Work to be completed: Copy out every line of the records below that contains the word "house". Case counts, so match uppercase and lowercase exactly.

— START —

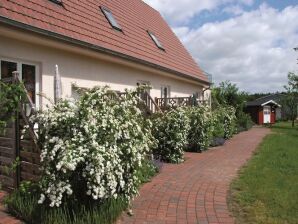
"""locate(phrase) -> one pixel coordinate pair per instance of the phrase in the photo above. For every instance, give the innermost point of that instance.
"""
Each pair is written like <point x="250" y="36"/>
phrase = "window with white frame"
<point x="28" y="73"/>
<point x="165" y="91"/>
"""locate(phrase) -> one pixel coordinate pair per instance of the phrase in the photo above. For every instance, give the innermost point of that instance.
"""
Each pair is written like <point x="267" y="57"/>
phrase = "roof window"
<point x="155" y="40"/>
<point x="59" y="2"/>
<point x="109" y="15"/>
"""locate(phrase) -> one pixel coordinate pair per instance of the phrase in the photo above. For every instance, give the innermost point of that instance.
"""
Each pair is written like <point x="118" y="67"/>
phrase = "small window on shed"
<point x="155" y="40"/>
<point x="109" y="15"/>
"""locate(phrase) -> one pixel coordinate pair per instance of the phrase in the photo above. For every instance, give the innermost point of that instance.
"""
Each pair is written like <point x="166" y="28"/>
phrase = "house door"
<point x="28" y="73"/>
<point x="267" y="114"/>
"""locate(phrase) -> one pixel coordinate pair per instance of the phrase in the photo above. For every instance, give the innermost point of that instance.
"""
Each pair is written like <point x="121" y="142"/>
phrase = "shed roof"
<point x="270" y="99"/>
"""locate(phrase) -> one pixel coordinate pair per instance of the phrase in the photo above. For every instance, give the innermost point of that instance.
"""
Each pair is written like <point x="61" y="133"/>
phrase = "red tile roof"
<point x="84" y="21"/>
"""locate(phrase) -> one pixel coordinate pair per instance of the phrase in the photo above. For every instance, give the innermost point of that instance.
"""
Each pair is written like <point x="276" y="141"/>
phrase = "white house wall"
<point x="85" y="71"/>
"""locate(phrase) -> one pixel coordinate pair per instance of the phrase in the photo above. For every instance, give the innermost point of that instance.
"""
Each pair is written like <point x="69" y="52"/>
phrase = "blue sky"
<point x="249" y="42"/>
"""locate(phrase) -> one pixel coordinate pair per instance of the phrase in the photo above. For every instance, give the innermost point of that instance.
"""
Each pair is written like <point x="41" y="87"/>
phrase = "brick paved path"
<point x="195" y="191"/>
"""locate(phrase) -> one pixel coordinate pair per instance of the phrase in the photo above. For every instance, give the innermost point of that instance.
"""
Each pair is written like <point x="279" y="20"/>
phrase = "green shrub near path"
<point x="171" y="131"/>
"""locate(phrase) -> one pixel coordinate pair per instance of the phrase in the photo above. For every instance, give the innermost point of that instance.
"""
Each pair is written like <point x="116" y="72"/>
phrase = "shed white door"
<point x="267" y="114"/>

— END —
— START —

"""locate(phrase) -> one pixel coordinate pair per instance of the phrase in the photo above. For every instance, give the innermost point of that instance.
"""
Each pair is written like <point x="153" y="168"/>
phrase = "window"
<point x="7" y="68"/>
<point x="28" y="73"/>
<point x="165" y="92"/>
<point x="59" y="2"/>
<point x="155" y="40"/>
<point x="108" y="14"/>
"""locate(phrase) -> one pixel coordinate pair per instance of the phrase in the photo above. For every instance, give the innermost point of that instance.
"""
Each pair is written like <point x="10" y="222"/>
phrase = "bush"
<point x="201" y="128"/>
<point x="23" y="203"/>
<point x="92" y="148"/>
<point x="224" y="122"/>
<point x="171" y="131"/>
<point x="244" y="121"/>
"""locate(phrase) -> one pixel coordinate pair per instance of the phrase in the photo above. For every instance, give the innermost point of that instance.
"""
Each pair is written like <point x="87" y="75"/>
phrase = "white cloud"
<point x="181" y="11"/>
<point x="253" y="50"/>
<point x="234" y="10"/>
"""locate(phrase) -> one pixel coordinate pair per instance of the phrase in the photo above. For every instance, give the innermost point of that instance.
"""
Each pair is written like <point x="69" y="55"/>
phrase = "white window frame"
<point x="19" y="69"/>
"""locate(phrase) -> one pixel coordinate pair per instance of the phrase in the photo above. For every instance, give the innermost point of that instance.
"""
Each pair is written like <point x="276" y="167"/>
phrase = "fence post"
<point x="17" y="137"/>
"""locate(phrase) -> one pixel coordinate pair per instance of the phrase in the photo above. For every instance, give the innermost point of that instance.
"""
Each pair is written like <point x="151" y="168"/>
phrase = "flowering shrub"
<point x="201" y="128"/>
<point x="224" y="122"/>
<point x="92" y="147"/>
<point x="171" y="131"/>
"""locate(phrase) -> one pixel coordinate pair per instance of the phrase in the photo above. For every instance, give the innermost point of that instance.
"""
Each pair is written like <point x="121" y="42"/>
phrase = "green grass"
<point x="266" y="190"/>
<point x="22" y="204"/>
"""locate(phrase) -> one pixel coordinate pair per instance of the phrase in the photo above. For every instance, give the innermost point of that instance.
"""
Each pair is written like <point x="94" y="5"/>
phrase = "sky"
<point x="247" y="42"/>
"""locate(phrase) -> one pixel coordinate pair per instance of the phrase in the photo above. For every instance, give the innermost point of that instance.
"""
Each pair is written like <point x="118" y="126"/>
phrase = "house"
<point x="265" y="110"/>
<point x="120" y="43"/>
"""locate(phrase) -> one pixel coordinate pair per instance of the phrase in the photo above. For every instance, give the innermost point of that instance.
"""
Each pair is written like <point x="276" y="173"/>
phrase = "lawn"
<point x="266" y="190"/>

— END —

Output below:
phrase = "house door"
phrase = "white house wall"
phrase = "house"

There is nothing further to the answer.